(Stored data entries)
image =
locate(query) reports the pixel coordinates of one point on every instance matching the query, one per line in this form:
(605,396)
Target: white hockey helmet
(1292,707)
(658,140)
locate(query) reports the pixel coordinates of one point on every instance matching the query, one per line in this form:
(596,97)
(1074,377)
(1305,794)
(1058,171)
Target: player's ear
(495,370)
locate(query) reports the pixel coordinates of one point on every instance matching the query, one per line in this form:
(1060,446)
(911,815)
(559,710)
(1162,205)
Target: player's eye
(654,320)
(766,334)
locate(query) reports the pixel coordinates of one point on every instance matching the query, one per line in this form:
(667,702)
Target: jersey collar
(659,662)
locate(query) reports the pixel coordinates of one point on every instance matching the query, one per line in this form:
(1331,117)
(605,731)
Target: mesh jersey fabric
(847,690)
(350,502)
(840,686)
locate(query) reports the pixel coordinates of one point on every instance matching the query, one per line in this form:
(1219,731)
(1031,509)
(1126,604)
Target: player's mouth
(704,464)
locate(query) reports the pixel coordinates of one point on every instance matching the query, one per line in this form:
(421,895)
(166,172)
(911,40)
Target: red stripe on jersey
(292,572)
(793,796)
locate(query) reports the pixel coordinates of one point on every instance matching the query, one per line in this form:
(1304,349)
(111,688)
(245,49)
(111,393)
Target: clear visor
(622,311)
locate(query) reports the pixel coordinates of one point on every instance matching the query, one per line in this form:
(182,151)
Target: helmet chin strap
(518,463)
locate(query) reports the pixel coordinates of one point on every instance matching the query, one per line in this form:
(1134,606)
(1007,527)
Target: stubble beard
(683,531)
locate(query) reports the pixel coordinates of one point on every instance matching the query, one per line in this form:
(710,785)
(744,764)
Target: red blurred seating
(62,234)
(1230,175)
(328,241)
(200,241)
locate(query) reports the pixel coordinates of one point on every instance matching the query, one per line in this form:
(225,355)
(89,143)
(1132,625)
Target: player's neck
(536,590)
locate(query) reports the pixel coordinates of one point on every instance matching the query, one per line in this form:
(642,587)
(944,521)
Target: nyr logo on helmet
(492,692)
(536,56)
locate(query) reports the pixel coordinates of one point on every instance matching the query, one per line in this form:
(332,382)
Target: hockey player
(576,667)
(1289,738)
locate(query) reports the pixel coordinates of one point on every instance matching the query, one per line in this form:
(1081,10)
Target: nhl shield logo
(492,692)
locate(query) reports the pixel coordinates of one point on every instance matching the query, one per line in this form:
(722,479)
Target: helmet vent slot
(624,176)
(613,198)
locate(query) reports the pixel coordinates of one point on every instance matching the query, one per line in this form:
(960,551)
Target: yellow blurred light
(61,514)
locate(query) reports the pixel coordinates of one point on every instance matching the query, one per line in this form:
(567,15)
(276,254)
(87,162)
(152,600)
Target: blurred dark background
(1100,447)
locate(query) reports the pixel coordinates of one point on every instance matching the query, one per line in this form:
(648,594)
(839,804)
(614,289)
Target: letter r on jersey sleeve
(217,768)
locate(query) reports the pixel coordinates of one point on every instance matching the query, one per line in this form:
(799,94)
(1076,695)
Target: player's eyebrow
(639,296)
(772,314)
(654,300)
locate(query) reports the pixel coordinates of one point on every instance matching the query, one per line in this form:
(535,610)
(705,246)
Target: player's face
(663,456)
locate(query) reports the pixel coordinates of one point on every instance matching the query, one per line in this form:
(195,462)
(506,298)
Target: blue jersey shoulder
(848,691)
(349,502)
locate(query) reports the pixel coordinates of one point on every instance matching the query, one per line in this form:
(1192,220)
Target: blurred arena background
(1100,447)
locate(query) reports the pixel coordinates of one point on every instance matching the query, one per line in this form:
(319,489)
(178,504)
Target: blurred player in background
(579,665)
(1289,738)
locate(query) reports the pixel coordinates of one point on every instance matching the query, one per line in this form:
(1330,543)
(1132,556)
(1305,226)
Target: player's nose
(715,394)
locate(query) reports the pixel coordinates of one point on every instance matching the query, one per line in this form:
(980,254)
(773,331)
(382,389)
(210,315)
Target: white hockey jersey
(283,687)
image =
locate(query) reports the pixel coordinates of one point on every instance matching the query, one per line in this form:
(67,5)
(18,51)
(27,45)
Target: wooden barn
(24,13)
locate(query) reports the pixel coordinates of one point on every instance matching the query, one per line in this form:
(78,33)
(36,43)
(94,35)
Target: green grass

* _TASK TO CARRY OUT_
All records must be transcribed exactly, with none left out.

* _ANSWER SECTION_
image =
locate(query) reports the pixel coordinates of one point on every instance matching the query, one per line in this form:
(605,396)
Target: white hockey helmet
(1292,707)
(658,140)
locate(query) reports the pixel coordinates of one point on every instance matching the query, one per line in this form:
(596,97)
(1074,377)
(1305,794)
(1058,171)
Target: player's ear
(495,370)
locate(query) reports the pixel coordinates of one point on every instance matching the query, one per line in this form:
(1060,446)
(911,815)
(559,710)
(1162,205)
Target: player's eye
(654,320)
(766,334)
locate(query) reports the pixel coordinates of one point on every instance matching the query, one per line in this form:
(667,702)
Target: jersey collar
(659,662)
locate(query) reports the pixel coordinates of one point on every instance matching the query, one per line in this form:
(1331,117)
(605,731)
Target: mesh jersey fabric
(847,690)
(350,502)
(840,686)
locate(query) reports the pixel coordinates of one point on every instance matching the query, one per line in this form:
(1219,731)
(1031,509)
(1126,604)
Target: player's mouth
(704,464)
locate(query) reports the pixel coordinates of one point on every instance matching the query, one per line in this form:
(421,895)
(166,172)
(911,40)
Target: red stripe on jersey
(292,572)
(793,796)
locate(query) reports the pixel coordinates of one point on every instance matching the query, one per line in this form:
(1304,349)
(111,688)
(245,49)
(111,393)
Target: clear visor
(622,311)
locate(query) reports the pixel coordinates of one point on every instance matching the query, one per line in this form:
(182,151)
Target: helmet chin strap
(518,463)
locate(query) reports the pixel coordinates of one point on every instance matching the query, one per line in this form:
(1134,606)
(1007,527)
Target: stubble beard
(683,531)
locate(query) reports the pixel coordinates of one point on every instance matching the query, one per line in this form:
(710,785)
(744,764)
Target: red blurred seating
(62,234)
(1230,175)
(328,241)
(200,241)
locate(query) reports the pixel coordinates of one point on every instance matching the query, one per line in this form:
(225,355)
(89,143)
(1132,625)
Target: player's neck
(536,590)
locate(query) reports the pixel coordinates of one point on every instance matching the query, one per line in this form:
(642,587)
(944,521)
Target: nyr logo on helmet
(492,692)
(536,56)
locate(query) reports the pixel coordinates of one point on every instance matching the query, one per line in this form:
(332,382)
Target: hockey player
(576,667)
(1289,738)
locate(query) reports the pixel coordinates of one point on every instance matching the query, one per line in this form:
(1081,10)
Target: nhl shield logo
(492,692)
locate(query) reports the pixel coordinates of one point on every instance matching the query, one per line in this form:
(722,479)
Target: helmet vent slot
(624,176)
(613,198)
locate(query) reports the pixel coordinates of one point on every instance matching the query, one per line in this form:
(960,551)
Target: yellow blurred light
(61,514)
locate(query) reports the pixel coordinates of one point on every instance matching the query, one per line in this form:
(567,15)
(276,254)
(87,162)
(152,600)
Target: blurred dark background
(1100,447)
locate(query) reports the pixel coordinates of one point on every instance matching the query, one per line in this form:
(648,594)
(839,804)
(614,289)
Target: letter r on jersey sleeve
(217,768)
locate(query) reports the pixel coordinates of one point on every instance matching the query, one per line in this form:
(799,94)
(1076,695)
Target: player's eyebrow
(639,296)
(772,314)
(654,300)
locate(query) reports the pixel coordinates of one point on every instance matching the query, one per line in this form:
(535,610)
(705,246)
Target: player's face
(663,456)
locate(query) reports the pixel coordinates of one point on every instance matching the query, one per line in this form:
(195,462)
(506,298)
Target: blue jersey shoulder
(848,691)
(349,502)
locate(query) reports the pixel coordinates of one point on every instance matching the query, one per line in this form:
(1192,220)
Target: blurred arena background
(1100,447)
locate(query) reports the pixel coordinates of one point on every instance matching the query, one per line in this form:
(319,489)
(178,504)
Target: blurred player in background
(579,665)
(1289,738)
locate(query) reports the pixel coordinates of one point on every instance matching the query, one per line in this form:
(1330,543)
(1132,556)
(1305,226)
Target: player's nose
(715,394)
locate(query) reports the pixel coordinates of one point on every instance matching the query, one per line in this form:
(980,254)
(773,331)
(382,389)
(210,315)
Target: white hockey jersey
(283,687)
image =
locate(query) reports the pixel coordinates of one point on every instance matching the query, one per line in this form:
(67,5)
(18,51)
(27,45)
Target: wooden barn
(24,13)
locate(query) reports the pixel coordinates of one point on every instance matching the query, one per line in this form:
(78,33)
(36,43)
(94,35)
Target: green grass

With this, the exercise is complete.